Task statement>
Please format the records below as a two-column CSV with the headers "prompt" and "response", one row per record, putting each record's text in "prompt" and its answer in "response". Quote every field, replace line breaks with spaces, and leave the pictures out.

Source data>
◆ ◆ ◆ ◆ ◆ ◆ ◆
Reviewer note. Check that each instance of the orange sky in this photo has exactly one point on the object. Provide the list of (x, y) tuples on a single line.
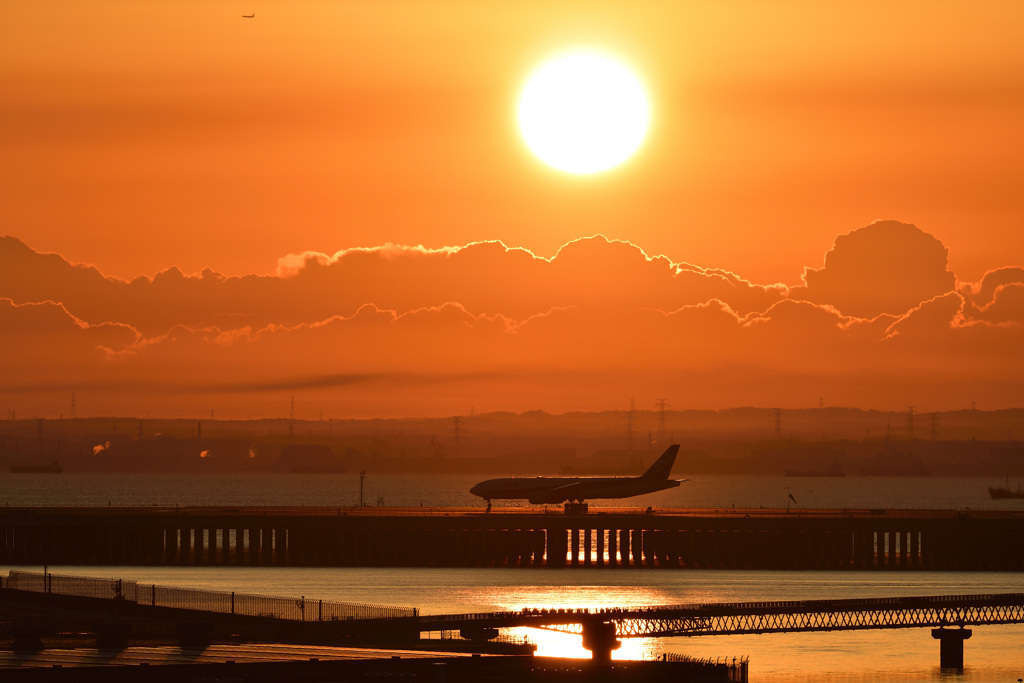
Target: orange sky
[(142, 136)]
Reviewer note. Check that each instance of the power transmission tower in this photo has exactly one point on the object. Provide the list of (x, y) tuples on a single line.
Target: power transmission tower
[(457, 422), (629, 429), (291, 422), (662, 404)]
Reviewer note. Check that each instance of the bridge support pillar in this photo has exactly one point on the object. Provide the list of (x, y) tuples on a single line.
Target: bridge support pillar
[(951, 646), (599, 638)]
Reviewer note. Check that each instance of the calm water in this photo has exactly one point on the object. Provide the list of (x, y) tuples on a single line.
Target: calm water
[(994, 654)]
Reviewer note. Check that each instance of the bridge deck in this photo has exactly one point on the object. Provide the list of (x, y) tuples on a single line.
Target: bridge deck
[(685, 538)]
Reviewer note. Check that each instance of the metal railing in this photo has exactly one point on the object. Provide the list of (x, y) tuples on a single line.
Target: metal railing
[(247, 604)]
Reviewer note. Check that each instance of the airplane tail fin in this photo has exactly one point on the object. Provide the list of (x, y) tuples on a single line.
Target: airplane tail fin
[(663, 466)]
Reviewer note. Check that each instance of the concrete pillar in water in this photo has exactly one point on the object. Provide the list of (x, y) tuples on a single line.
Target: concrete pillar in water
[(599, 638), (951, 646)]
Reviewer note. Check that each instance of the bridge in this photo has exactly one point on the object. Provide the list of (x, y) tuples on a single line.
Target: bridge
[(677, 538), (317, 621), (946, 614)]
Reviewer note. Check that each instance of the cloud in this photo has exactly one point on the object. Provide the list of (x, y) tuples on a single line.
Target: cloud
[(408, 330), (485, 278), (886, 267)]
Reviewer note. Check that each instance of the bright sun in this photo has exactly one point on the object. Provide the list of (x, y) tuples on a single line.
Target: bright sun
[(583, 112)]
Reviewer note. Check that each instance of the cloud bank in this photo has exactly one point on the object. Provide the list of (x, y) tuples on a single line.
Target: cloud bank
[(404, 330)]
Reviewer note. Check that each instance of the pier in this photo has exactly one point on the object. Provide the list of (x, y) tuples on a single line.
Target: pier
[(755, 539)]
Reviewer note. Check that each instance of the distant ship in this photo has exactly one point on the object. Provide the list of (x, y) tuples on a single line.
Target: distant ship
[(51, 468), (997, 493)]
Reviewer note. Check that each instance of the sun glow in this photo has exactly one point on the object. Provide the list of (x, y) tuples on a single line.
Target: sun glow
[(583, 112)]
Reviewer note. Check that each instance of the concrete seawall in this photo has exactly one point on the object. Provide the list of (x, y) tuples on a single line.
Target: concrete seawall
[(759, 539)]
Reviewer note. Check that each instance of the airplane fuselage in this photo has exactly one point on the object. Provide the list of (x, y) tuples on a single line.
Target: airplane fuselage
[(559, 489)]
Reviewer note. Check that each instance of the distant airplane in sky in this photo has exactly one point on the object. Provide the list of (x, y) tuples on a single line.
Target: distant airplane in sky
[(559, 489)]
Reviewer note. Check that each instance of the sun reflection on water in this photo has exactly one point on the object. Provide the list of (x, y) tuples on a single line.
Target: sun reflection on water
[(592, 598)]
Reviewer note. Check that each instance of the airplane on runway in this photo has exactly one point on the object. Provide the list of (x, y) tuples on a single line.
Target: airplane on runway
[(566, 489)]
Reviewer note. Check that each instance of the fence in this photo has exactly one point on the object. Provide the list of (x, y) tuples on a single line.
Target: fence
[(248, 604)]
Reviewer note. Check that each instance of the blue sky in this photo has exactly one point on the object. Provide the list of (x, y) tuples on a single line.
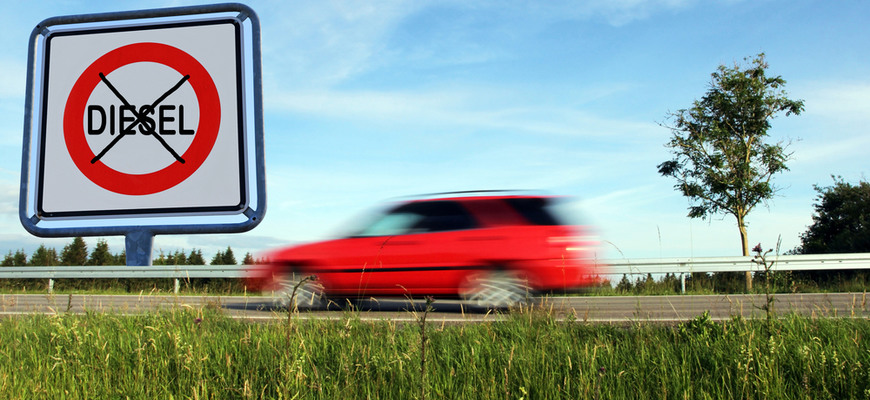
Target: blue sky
[(366, 102)]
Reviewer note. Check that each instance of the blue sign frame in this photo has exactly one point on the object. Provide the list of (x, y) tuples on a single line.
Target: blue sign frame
[(139, 229)]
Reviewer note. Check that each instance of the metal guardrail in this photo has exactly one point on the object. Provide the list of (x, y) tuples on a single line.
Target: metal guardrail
[(681, 266), (801, 262)]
◆ ◆ ◆ ◆ ◆ ◆ ◆
Answer in full>
prompt,response
"Reviewer note. Check that each instance of the orange sky in this photo has exactly one point on the object. Provide the list of (x, y) tuples on a single line. Target: orange sky","[(142, 136)]"
"Reviewer note. Check that each instance of the power transmission tower in this photo has exactly one point on the object. Provide the list of (x, y) tuples on a single line. Target: power transmission tower","[(457, 422), (629, 429), (291, 422), (662, 404)]"
"Reviewer note. Check that each instance of the bridge support pillar in this photo has exactly one point on the object. Provide the list of (x, y) tuples on a single line. Target: bridge support pillar","[(951, 646), (599, 638)]"
"Reviewer note. Check that each instance of the calm water in this photo has exactly one point on the object. Provide the list of (x, y) tuples on a single line. Target: calm water","[(994, 654)]"
"Reviewer note. Check that each instance of the bridge deck in this photo has exactly one point on the object. Provide the list of (x, y) tuples on a single line. Target: bridge deck","[(685, 538)]"
"Reviewer note. Check that each instance of the metal railing in this photo has exactly one point on the object. Provide the list of (x, y) tuples on a single line. Target: metal railing","[(247, 604)]"
"Reviewer note. Check that each instance of the airplane tail fin in this photo has exactly one point on the object. Provide the list of (x, y) tuples on a single line. Target: airplane tail fin","[(663, 466)]"
"Reviewer note. Check that each instance of the concrete pillar in water in this photo has exactly one point on the object. Provide the list of (x, y) tuples on a single line. Target: concrete pillar in water","[(599, 638), (951, 646)]"
"Reviewer note. Check that each instance of the bridge in this photo has exactly one point on the object. Provide the list of (x, y) tuples on a single line. Target: bridge","[(677, 538), (317, 621), (946, 614)]"
"Reviewer note. Check that each instance of the cloud in this photo has exactly one point on the object. Provide the list of (x, y) tuples on a single line. Target: cloud","[(408, 330), (485, 278), (886, 267)]"
"Reviewer note. Check that each instance of the bright sun in this photo has exactly one point on the object. Provide the list of (x, y) tuples on a single line. Target: bright sun","[(583, 112)]"
"Reviewer note. Check that each instance of the cloud bank in this photo has exactly one point on the object. Provide the list of (x, y) tuples on a single line. Target: cloud bank","[(404, 330)]"
"Reviewer note. Check that each instance of the pier in this photo has exactly one point on the object. Provide the list of (x, y) tuples on a single line. Target: pier","[(755, 539)]"
"Reviewer note. Check that each instance of the distant ship in this photo has exactly one point on the object. Provide the list of (x, y) tuples on a single line. Target: distant ship","[(51, 468), (997, 493)]"
"Reviewer note. Check that each instance of the sun glow in this photo has exactly one point on the object. Provide the list of (x, y) tuples on a single line. Target: sun glow","[(583, 112)]"
"Reviewer note. Check that each instance of the concrete seawall in this photo has exactly one point on the object. Provide the list of (x, y) tuples on a single line. Target: concrete seawall","[(759, 539)]"
"Reviewer note. Check that each instance of the airplane fuselage in this photo has exactly one point on the object. Provide the list of (x, y) tuples on a single line. Target: airplane fuselage","[(559, 489)]"
"Reviewer note. Check that each instance of the distant airplane in sky in this photo has exactly one point on the object. Provide the list of (x, y) tuples on a single line. Target: distant airplane in sky","[(559, 489)]"
"Reviewer note. Check that each instance of the sun reflection on water in this photo has exactly one point on the object. Provide the list of (x, y) tuples on a single line. Target: sun reflection on water","[(592, 598)]"
"Reviewer note. Check that each instance of the airplane on runway in this photo has exactly one point on the object. Provide the list of (x, y) tuples on a single line. Target: airplane on runway","[(566, 489)]"
"Reviewer note. Check that each instance of the fence in this photo has exactly one point on the object. Provide the list of (x, y) tuples on a single line. Target: fence","[(248, 604)]"
"Reviewer note. Check that each instance of the blue sky in this photo has exactly one point on the object. Provide the list of (x, y) tuples on a single line. Target: blue sky","[(366, 102)]"
"Reviewer note. Check that each instance of the blue sign frame in this photo has exactly one point on the object. Provide the list of (x, y) tuples on a single line. Target: blue sign frame","[(139, 229)]"
"Reviewer note. Check that each instance of the metal guardrail in this photo has exactly one point on the object. Provide the list of (x, y) tuples on a single line. Target: metal guardrail","[(681, 266), (801, 262)]"